WHAT YOU ARE ASKED TO DO:
Copy the listing below in full and skip every picture.
** Start of TASK MATERIAL **
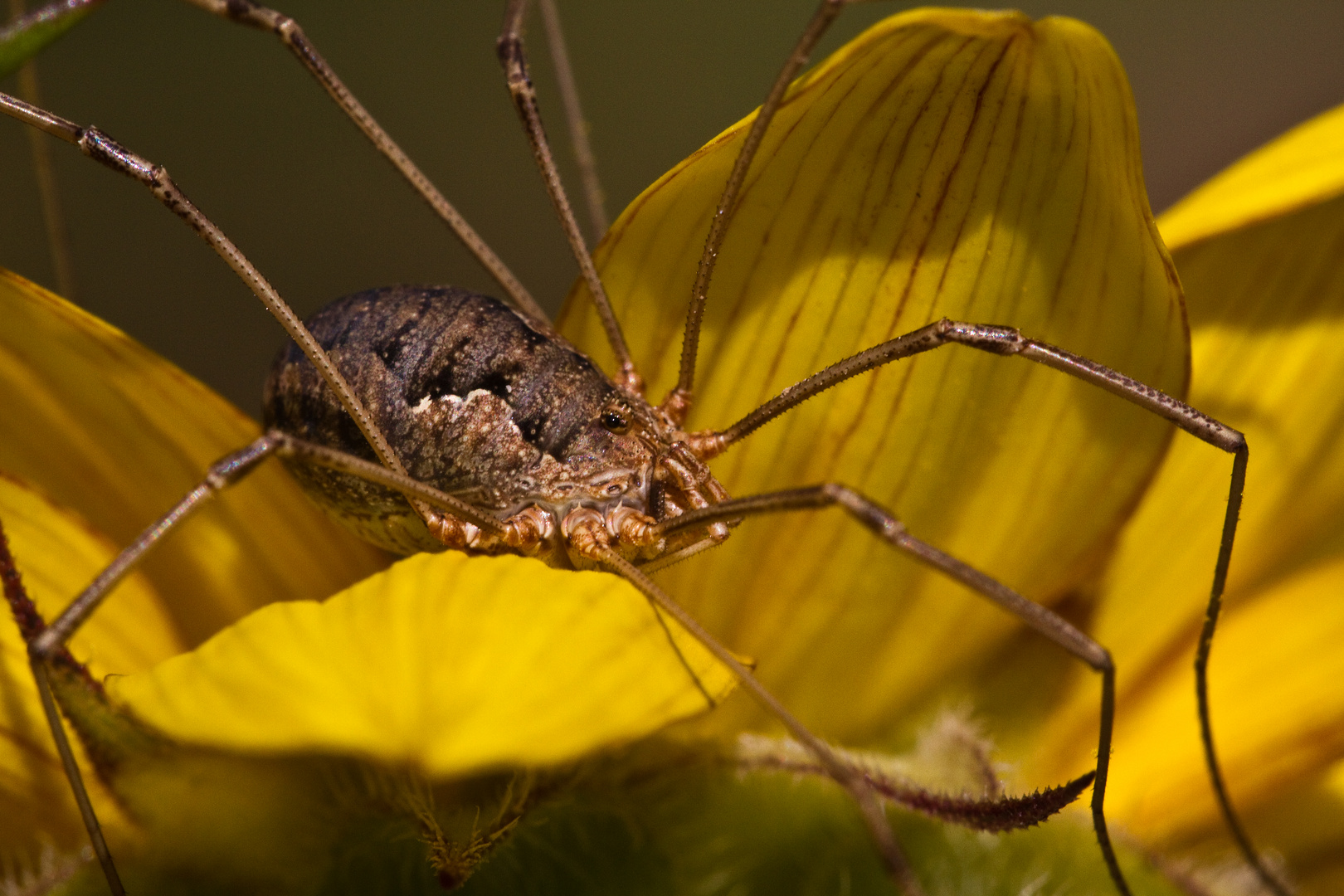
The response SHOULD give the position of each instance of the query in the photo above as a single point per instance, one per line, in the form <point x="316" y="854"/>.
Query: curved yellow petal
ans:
<point x="947" y="163"/>
<point x="108" y="427"/>
<point x="56" y="555"/>
<point x="1266" y="309"/>
<point x="449" y="663"/>
<point x="1298" y="169"/>
<point x="1276" y="676"/>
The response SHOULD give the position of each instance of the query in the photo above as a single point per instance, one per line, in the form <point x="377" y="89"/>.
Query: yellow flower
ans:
<point x="972" y="165"/>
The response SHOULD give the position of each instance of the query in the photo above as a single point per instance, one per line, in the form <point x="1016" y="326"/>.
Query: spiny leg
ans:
<point x="1007" y="340"/>
<point x="1035" y="616"/>
<point x="47" y="642"/>
<point x="290" y="32"/>
<point x="592" y="543"/>
<point x="514" y="60"/>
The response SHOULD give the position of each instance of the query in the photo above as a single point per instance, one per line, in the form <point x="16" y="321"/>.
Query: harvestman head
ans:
<point x="437" y="416"/>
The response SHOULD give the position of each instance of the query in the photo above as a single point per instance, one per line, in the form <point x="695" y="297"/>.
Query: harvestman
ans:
<point x="650" y="500"/>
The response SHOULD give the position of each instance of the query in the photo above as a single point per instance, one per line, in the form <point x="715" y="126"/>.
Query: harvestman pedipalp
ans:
<point x="687" y="509"/>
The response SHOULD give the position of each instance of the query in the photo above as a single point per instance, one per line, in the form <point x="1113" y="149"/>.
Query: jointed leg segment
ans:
<point x="888" y="527"/>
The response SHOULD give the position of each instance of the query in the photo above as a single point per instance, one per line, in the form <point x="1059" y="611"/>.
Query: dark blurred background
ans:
<point x="253" y="140"/>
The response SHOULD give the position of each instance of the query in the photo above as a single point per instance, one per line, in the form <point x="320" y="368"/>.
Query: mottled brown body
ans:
<point x="483" y="406"/>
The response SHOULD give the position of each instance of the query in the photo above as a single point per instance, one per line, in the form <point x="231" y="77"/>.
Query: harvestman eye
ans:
<point x="502" y="373"/>
<point x="615" y="422"/>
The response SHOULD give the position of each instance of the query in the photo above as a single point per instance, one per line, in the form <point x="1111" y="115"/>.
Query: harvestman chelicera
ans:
<point x="650" y="499"/>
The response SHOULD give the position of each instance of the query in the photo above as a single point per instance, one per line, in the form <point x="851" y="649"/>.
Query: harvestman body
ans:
<point x="431" y="416"/>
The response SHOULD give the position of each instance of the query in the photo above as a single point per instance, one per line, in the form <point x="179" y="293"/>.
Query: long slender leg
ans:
<point x="47" y="642"/>
<point x="576" y="123"/>
<point x="592" y="542"/>
<point x="514" y="60"/>
<point x="106" y="151"/>
<point x="58" y="236"/>
<point x="678" y="403"/>
<point x="290" y="32"/>
<point x="1043" y="620"/>
<point x="1007" y="340"/>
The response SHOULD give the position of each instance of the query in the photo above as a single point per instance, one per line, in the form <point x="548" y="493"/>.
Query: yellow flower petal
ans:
<point x="1300" y="168"/>
<point x="56" y="555"/>
<point x="1283" y="712"/>
<point x="108" y="427"/>
<point x="449" y="663"/>
<point x="1266" y="304"/>
<point x="947" y="163"/>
** End of TASK MATERIAL **
WRITTEN RESPONSE:
The response SHOULD give the position of each instance of the query in the photo above as a single point per instance, one per line, in the form <point x="316" y="854"/>.
Query: curved yellow petal
ans:
<point x="947" y="163"/>
<point x="108" y="427"/>
<point x="56" y="555"/>
<point x="1266" y="309"/>
<point x="449" y="663"/>
<point x="1298" y="169"/>
<point x="1276" y="676"/>
The response SHOULD give the position of each instance of the query in the photo above as a single point per instance, one per line, in the form <point x="377" y="89"/>.
Query: yellow flower
ans:
<point x="972" y="165"/>
The response SHOULD give the position of each instance of the query in the photo above as a single point per instance, one per line, in the form <point x="1016" y="326"/>.
Query: spiny leg
ans:
<point x="1007" y="340"/>
<point x="1035" y="616"/>
<point x="47" y="642"/>
<point x="290" y="32"/>
<point x="592" y="543"/>
<point x="514" y="60"/>
The response SHOULD give the position of each instance of the query in the photo above as a single point per instance, one per line, in the form <point x="16" y="321"/>.
Query: harvestman head
ans:
<point x="437" y="416"/>
The response SHOULD give the position of each instance of the query in the photo above as a single point per instance, one per line, in the form <point x="695" y="297"/>.
Query: harvestman
ans:
<point x="650" y="500"/>
The response SHOULD give the position of each instance of the query in the photo above as a single point per instance, one per line, in the form <point x="715" y="126"/>.
Query: harvestman pedipalp
ans:
<point x="687" y="509"/>
The response SHOULD give the position of each instance of the query in the photo above as a single point per instance, one per line, in the form <point x="1113" y="149"/>.
Query: jointed leg segment
ans:
<point x="888" y="527"/>
The response SHOULD give the position of each instance of the query in the photo above as a single point per instance, one per line, in the form <point x="1059" y="611"/>.
Query: dark blurred background
ans:
<point x="253" y="140"/>
The response SHOULD give the position of each instance of the query in the photo above as a single point per instance, one per line, in the form <point x="320" y="368"/>.
Query: mottled brown body
ans:
<point x="483" y="406"/>
The response SHOULD give the position of each instance of the query in the photo above as a single point per instance, one per line, in the form <point x="231" y="77"/>.
Query: harvestman eye
ans:
<point x="502" y="373"/>
<point x="615" y="422"/>
The response SHOULD give the position of each instance of the query in the photo above as a single point per instance, one per line, in the form <point x="1111" y="115"/>.
Query: harvestman chelicera
ans:
<point x="650" y="499"/>
The response SHOULD give the position of each instance of the query in the photo above as a single point per instance, one per line, in the form <point x="851" y="649"/>.
Query: harvestman body
ans:
<point x="431" y="416"/>
The response SHOULD give the position of each instance of the query in the photo above as a single point per instance, one per line, in the form <point x="179" y="293"/>.
Query: long slender leg
ans:
<point x="47" y="642"/>
<point x="576" y="123"/>
<point x="592" y="542"/>
<point x="514" y="60"/>
<point x="106" y="151"/>
<point x="58" y="236"/>
<point x="678" y="403"/>
<point x="290" y="32"/>
<point x="1043" y="620"/>
<point x="1007" y="340"/>
The response SHOULD give the position of each instance of the query in the photo above as a single point per instance, one per line, in the form <point x="548" y="493"/>.
Query: yellow flower petal
ans:
<point x="1300" y="168"/>
<point x="56" y="555"/>
<point x="1283" y="712"/>
<point x="108" y="427"/>
<point x="449" y="663"/>
<point x="1266" y="304"/>
<point x="947" y="163"/>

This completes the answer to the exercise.